[WHAT YOU NEED TO DO]: Copy every one of the records below, word for word and line for line, with nothing changed.
.....
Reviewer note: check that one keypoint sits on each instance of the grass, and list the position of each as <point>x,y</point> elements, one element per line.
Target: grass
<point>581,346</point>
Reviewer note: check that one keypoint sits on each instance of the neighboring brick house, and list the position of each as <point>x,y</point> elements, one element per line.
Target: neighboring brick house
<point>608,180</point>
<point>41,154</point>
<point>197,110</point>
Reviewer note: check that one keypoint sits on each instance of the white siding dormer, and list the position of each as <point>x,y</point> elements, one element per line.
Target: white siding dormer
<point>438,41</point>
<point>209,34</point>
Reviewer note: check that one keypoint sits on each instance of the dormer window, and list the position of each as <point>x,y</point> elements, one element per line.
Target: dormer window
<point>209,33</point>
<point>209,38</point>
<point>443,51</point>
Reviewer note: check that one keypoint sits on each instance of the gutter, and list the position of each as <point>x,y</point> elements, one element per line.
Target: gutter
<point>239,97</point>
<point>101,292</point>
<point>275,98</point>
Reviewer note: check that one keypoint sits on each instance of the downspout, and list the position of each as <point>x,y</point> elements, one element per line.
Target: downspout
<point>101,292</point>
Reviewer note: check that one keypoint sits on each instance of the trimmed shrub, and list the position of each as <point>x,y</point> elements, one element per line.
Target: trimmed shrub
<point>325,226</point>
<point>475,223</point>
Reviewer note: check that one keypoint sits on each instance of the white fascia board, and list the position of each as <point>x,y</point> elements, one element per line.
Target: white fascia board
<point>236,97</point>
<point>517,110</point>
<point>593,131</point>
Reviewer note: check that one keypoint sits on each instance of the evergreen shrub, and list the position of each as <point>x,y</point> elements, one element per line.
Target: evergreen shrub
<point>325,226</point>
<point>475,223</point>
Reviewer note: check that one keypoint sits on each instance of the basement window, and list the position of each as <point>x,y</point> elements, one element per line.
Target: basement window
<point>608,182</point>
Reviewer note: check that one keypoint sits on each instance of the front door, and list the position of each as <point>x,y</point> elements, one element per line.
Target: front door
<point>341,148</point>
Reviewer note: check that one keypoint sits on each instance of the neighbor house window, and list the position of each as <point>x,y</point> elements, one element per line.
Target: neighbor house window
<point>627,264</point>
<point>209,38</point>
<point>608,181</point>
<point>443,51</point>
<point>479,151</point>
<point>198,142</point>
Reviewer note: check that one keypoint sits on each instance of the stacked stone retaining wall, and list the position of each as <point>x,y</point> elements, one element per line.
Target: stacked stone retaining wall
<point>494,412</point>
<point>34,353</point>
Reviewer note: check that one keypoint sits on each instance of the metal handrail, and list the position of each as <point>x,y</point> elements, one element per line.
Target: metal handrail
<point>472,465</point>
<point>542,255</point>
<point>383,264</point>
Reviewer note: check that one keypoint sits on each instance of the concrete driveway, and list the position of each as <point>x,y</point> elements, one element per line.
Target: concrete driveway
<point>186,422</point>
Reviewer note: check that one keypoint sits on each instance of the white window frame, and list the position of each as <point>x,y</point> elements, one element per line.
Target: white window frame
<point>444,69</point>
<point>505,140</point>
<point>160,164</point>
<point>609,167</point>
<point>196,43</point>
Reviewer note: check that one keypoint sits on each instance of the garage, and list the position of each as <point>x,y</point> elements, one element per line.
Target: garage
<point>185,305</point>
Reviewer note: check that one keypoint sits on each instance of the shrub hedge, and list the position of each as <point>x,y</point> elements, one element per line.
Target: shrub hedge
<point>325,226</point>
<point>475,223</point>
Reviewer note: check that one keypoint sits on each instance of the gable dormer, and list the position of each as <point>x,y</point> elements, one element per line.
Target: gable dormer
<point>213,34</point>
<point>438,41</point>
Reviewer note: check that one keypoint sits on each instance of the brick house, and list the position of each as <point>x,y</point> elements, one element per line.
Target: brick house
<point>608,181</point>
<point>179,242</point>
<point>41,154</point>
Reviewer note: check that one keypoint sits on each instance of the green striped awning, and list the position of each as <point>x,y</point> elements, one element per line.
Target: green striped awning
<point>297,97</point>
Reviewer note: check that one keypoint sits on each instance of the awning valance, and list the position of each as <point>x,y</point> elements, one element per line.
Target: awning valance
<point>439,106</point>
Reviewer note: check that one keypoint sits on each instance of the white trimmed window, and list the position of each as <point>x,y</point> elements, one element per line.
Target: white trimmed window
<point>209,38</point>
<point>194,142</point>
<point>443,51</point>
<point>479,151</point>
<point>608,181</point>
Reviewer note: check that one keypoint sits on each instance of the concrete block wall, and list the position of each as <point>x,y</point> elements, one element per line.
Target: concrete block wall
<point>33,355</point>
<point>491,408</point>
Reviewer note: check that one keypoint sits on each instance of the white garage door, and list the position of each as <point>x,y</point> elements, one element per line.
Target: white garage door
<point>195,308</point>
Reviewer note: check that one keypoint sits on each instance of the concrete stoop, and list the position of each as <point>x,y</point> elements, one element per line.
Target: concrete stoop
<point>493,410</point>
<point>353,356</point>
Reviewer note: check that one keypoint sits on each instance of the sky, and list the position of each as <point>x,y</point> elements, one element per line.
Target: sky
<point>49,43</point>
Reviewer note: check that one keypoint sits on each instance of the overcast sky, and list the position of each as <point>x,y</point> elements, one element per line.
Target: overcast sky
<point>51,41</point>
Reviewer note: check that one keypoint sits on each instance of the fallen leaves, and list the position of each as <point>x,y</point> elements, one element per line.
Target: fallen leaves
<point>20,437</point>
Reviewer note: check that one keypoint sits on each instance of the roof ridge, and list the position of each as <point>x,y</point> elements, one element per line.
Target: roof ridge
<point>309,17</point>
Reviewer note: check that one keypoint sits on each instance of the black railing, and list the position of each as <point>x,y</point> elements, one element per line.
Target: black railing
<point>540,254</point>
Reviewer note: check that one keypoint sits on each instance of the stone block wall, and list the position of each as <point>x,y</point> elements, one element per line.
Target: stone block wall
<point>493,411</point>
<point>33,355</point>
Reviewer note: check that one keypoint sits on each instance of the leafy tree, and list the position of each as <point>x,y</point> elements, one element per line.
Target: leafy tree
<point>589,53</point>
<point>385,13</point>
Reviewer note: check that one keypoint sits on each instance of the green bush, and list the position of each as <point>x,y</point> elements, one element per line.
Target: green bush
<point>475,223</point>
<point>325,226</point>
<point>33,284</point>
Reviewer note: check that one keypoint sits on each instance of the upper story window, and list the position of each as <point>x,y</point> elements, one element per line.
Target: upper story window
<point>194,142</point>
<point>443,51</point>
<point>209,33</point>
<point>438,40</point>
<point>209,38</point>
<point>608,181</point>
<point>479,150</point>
.....
[THE REPLY]:
Reviewer note: check that one keypoint sits on each instance of the grass, and list the position of each as <point>x,y</point> elements, one element per line.
Target: grass
<point>581,346</point>
Reviewer note: check that one keypoint sits on each instance of the neighboring brick house, and list the position of each as <point>x,y</point> elements, one element per line.
Target: neighboring brick house
<point>608,180</point>
<point>41,154</point>
<point>197,110</point>
Reviewer note: check that one keypoint sits on each instance of the white siding dormer, and list the position of each as <point>x,y</point> elements, one element per line.
Target: white siding dormer
<point>438,41</point>
<point>209,34</point>
Reviewer note: check that one keypoint sits on each instance of the dormer window, and list the position of each as <point>x,y</point> elements, one element per line.
Target: dormer window
<point>209,33</point>
<point>209,38</point>
<point>443,51</point>
Reviewer note: check that one keypoint sits on each instance of the gutter, and list the position of each as <point>x,y</point> elements, one element per line.
Target: gutter
<point>239,97</point>
<point>101,292</point>
<point>275,98</point>
Reviewer note: check that one keypoint sits on each instance of the downspout, and list the position of each as <point>x,y</point> elements, one element per line.
Target: downspout
<point>101,292</point>
Reviewer note: check that one keypoint sits on each instance of the trimmed shrub, and list the position of each as <point>x,y</point> elements, one element per line.
Target: trimmed shrub
<point>325,226</point>
<point>475,223</point>
Reviewer note: check that one keypoint sits on each instance of the white fascia board, and list the position of each as <point>x,y</point> elements, one element per line.
Target: white fascia board
<point>236,97</point>
<point>517,110</point>
<point>593,131</point>
Reviewer note: check that one keypoint sits on each instance of the evergreen shrub, and list the position of each as <point>x,y</point> elements, one element per line.
Target: evergreen shrub
<point>325,226</point>
<point>475,223</point>
Reviewer note: check that one keypoint sits on each instance of the basement window, and list the position of each as <point>x,y</point> elements, one element per line.
Target: basement window
<point>608,182</point>
Reviewer note: check that one keypoint sits on each instance of the front door, and list the position of each as <point>x,y</point> elements, one element per line.
Target: front door
<point>341,148</point>
Reviewer note: check that one keypoint sits on each instance of the neighbor house window, and list the position of each as <point>x,y</point> elements, one element per line.
Target: neighbor house window
<point>627,264</point>
<point>209,38</point>
<point>608,181</point>
<point>443,51</point>
<point>479,151</point>
<point>198,142</point>
Reviewer note: check that one keypoint sits on each instance of the stacked stone retaining wall, and list the position of each as <point>x,y</point> elements, one element per line.
Target: stacked stone retaining wall
<point>494,412</point>
<point>34,353</point>
Reviewer note: check that one keypoint sits on each instance of the metal handrail, and list the position of each as <point>x,y</point> elements, one element per line.
Target: metal handrail
<point>472,465</point>
<point>542,255</point>
<point>383,264</point>
Reviewer note: check that one keypoint sits on each instance of the concrete driveway, and list the position of each as <point>x,y</point> elements, one element per line.
Target: concrete driveway
<point>186,422</point>
Reviewer note: check that one keypoint sits on each instance of the white window frame, and list the position of each as <point>x,y</point> elements, one element per line.
Target: white window frame
<point>444,69</point>
<point>505,140</point>
<point>160,164</point>
<point>609,167</point>
<point>196,43</point>
Reviewer note: check that one keypoint sits on each instance of the garage, and list the position of each as <point>x,y</point> elements, one element per line.
Target: garage
<point>185,305</point>
Reviewer note: check that one keypoint sits on each instance of the shrub hedge, and list the position of each as <point>x,y</point> elements, one element per line.
Target: shrub hedge
<point>325,226</point>
<point>475,223</point>
Reviewer note: check that one keypoint sits on each instance of the gable dormer, and list the position of each as <point>x,y</point> elements, one element per line.
Target: gable dormer
<point>213,34</point>
<point>438,41</point>
Reviewer note: check that one keypoint sits on each instance of the brick house, and list the position of each as <point>x,y</point> elements, one element per line.
Target: brick house
<point>608,181</point>
<point>179,242</point>
<point>41,154</point>
Reviewer note: check that one keypoint sits on each instance of the green striped awning, and list the position of each as <point>x,y</point> elements, one element per line.
Target: green striped awning
<point>297,97</point>
Reviewer note: check that one keypoint sits on each instance of the awning valance, and list the position of each as <point>x,y</point> elements, one element per line.
Target: awning valance
<point>439,106</point>
Reviewer note: check that one keypoint sits on each instance of the white trimmed window, and list the position of each as <point>x,y</point> elements, one element per line.
Target: white trimmed window
<point>209,38</point>
<point>194,142</point>
<point>443,51</point>
<point>479,151</point>
<point>608,181</point>
Reviewer note: check that one keypoint sits on each instance of the concrete block wall, and list the position of each as <point>x,y</point> elements, one element per line.
Target: concrete block wall
<point>33,355</point>
<point>491,408</point>
Reviewer note: check that one keypoint sits on each instance of the white garage door, and list the position of each as <point>x,y</point> elements, one element per line.
Target: white garage door
<point>195,308</point>
Reviewer note: check that one keypoint sits on each instance of the concrete stoop, and list the position of each as <point>x,y</point> elements, one element per line.
Target: concrete stoop
<point>493,410</point>
<point>353,356</point>
Reviewer note: check that one keypoint sits on each instance of the sky, and list the position of each as <point>x,y</point> elements, one element per line.
Target: sky
<point>49,43</point>
Reviewer note: check that one keypoint sits on each instance of the overcast sky, and list the position of each as <point>x,y</point> elements, one element per line.
Target: overcast sky
<point>51,41</point>
Reviewer note: check that one keypoint sits on each instance of the fallen leaves, and list the position of each as <point>x,y</point> elements, one element per line.
Target: fallen leaves
<point>20,437</point>
Reviewer note: check that one keypoint sits on each instance of the roof ridge, and list the position of each as <point>x,y</point> elements, one element per line.
Target: roof ridge
<point>309,17</point>
Reviewer note: check that one keypoint sits on each instance of the black railing, and list the position of each as <point>x,y</point> elements, one element per line.
Target: black railing
<point>540,254</point>
Reviewer note: check that one keypoint sits on each instance of the stone block wall, and list the position of each as <point>x,y</point> elements, one element per line.
Target: stone block wall
<point>493,411</point>
<point>33,355</point>
Reviewer note: check that one keypoint sits on each instance of the leafy tree, and list the position of each as <point>x,y</point> elements, one element per line.
Target: leafy tree
<point>589,53</point>
<point>385,13</point>
Reviewer note: check that one keypoint sits on each instance of the green bush, and list the position of each as <point>x,y</point> elements, one element per line.
Target: green bush
<point>475,223</point>
<point>325,226</point>
<point>33,284</point>
Reviewer note: check that one keypoint sits on each instance of the upper story window, and list the position of each as <point>x,y</point> elements, one element per line.
Target: upper story window
<point>194,142</point>
<point>443,51</point>
<point>209,33</point>
<point>438,40</point>
<point>209,38</point>
<point>608,181</point>
<point>479,150</point>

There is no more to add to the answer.